++++ Material provided ++++

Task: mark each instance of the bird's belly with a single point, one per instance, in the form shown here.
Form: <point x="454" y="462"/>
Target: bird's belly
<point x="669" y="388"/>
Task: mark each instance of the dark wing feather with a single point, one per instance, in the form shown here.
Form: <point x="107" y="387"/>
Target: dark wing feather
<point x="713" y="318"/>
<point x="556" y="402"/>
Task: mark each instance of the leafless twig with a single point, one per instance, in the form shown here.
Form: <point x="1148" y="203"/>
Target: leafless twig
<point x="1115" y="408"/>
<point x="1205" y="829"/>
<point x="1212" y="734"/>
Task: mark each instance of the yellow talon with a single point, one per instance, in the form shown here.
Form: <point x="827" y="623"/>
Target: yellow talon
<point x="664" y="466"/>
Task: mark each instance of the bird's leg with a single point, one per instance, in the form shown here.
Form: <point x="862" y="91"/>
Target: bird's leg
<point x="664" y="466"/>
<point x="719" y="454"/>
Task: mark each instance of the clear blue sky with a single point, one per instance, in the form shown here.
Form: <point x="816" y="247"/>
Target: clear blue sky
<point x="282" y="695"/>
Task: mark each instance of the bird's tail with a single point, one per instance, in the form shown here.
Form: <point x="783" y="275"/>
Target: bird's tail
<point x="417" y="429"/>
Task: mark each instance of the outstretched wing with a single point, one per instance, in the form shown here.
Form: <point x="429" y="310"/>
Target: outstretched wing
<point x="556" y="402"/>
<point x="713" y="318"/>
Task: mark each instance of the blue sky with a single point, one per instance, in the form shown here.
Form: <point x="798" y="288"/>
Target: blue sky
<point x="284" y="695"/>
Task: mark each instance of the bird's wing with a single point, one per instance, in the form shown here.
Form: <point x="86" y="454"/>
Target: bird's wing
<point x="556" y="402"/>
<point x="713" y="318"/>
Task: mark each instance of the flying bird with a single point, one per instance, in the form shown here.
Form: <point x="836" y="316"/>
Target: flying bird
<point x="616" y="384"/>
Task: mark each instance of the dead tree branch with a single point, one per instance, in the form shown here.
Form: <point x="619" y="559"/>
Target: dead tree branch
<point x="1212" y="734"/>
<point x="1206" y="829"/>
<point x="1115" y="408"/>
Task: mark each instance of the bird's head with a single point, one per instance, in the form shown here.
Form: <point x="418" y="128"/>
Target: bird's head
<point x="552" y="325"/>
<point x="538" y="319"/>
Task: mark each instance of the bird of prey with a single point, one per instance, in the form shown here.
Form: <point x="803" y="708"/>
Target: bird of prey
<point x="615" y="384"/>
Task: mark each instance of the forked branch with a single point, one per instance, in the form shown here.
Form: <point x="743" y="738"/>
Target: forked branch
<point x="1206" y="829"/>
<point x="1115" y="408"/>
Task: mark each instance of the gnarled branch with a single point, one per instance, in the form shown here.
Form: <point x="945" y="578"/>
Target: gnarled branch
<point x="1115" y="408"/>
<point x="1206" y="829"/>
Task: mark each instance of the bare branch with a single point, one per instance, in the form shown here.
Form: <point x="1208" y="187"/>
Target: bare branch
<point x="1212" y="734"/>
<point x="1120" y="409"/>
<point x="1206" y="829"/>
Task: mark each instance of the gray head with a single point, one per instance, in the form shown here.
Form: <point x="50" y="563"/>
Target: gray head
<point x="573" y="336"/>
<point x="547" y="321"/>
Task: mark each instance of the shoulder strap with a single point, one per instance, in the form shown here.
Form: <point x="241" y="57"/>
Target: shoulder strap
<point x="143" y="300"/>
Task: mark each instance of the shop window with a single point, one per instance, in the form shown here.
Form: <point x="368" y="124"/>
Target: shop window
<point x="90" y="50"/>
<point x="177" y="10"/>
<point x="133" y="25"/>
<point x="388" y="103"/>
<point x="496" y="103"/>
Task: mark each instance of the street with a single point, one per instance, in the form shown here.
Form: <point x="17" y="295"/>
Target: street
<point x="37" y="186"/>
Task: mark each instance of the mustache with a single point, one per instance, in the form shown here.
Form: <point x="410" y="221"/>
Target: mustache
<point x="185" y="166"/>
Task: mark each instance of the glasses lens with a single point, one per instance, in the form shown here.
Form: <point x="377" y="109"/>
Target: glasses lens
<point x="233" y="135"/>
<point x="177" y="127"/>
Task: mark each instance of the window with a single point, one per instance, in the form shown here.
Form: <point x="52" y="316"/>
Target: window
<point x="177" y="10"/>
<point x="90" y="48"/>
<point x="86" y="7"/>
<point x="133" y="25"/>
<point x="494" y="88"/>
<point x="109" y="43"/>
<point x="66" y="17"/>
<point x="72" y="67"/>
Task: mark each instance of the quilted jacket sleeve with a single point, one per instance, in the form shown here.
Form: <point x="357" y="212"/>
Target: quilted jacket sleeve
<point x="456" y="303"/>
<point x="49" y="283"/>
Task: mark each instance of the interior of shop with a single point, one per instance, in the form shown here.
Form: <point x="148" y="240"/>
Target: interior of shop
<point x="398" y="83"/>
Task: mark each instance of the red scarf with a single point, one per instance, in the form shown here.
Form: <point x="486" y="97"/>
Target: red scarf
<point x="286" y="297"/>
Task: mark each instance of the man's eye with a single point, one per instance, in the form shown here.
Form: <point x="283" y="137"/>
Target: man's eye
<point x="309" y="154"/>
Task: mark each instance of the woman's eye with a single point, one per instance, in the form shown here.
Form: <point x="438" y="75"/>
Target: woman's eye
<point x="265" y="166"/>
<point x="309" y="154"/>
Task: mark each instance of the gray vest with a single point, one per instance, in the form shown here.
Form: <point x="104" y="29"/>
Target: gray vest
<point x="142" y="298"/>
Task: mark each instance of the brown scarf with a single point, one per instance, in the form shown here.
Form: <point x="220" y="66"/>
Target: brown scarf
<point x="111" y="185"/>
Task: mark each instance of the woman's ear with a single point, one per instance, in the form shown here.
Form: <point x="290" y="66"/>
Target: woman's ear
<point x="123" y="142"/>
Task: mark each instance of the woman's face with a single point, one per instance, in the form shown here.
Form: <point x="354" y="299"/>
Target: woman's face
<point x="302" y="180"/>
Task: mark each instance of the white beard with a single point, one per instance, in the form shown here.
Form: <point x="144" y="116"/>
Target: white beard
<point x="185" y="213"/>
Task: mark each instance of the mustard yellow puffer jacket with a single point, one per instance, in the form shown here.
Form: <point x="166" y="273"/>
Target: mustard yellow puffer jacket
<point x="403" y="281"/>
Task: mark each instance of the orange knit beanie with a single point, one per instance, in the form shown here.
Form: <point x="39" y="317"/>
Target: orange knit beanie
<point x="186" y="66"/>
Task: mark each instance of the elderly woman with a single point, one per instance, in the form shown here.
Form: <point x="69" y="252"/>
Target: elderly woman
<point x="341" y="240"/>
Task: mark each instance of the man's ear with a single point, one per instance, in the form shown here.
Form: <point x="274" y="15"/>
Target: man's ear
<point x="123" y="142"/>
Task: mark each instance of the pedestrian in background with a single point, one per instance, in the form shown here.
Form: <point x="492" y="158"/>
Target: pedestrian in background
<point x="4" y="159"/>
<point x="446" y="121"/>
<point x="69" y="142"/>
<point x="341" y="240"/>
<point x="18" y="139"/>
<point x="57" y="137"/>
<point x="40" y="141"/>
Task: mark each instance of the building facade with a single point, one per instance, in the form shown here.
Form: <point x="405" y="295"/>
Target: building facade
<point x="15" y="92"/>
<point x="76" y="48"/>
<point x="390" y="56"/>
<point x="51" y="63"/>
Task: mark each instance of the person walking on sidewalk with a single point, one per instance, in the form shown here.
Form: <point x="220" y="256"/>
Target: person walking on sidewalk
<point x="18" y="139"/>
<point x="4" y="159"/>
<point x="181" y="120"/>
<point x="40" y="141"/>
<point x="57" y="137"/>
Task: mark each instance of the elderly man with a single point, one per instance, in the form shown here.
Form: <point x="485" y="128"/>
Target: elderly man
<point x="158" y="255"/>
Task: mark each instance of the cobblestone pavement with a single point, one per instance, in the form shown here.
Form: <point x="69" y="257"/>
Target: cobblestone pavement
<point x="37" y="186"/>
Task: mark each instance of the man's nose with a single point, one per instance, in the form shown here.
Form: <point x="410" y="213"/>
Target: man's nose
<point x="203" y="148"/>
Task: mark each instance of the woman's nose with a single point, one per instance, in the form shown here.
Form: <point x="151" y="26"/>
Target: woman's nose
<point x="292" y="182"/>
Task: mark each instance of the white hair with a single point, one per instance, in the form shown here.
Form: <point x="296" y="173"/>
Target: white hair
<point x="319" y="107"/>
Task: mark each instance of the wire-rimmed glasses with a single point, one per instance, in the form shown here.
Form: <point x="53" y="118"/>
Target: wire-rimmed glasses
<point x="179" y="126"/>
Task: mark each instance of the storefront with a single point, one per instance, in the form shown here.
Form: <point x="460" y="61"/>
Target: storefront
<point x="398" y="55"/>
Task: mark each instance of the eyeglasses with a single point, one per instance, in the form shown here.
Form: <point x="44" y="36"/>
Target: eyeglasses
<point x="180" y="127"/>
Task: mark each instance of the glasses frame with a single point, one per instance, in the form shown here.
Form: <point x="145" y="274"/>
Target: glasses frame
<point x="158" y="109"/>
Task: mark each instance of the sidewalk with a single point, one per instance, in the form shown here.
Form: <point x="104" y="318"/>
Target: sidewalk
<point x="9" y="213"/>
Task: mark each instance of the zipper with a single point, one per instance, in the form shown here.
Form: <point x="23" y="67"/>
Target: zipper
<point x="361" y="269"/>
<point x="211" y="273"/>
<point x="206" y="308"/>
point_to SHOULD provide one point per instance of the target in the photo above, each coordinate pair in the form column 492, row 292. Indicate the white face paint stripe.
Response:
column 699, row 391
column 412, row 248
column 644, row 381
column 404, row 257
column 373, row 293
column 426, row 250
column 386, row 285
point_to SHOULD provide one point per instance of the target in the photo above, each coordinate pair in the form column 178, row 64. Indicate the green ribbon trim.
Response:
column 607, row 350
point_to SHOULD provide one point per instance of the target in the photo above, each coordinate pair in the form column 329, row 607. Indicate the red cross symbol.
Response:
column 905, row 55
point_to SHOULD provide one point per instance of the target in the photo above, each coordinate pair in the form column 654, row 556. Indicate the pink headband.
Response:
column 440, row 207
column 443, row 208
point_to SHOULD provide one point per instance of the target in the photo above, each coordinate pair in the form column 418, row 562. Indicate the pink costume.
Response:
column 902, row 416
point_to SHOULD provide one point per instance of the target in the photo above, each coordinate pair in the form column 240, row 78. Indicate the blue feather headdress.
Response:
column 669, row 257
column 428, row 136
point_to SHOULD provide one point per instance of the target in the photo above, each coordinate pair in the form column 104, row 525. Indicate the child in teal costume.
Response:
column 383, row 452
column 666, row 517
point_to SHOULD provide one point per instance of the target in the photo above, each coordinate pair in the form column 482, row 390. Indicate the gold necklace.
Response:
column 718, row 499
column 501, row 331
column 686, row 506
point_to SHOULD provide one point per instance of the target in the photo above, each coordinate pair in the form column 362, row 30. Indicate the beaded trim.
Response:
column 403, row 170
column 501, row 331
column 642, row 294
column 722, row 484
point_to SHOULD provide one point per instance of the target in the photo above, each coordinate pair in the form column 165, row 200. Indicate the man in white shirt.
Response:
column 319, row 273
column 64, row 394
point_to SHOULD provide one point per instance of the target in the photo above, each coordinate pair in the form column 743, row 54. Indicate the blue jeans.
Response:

++++

Task goal ::
Copy out, word for word, the stretch from the line containing "the blue jeans." through the end of the listing above.

Result of this exercise ::
point_to SHOULD provide one point per instance of the target in the photo above, each coordinate pair in the form column 743, row 54. Indicate the blue jeans.
Response:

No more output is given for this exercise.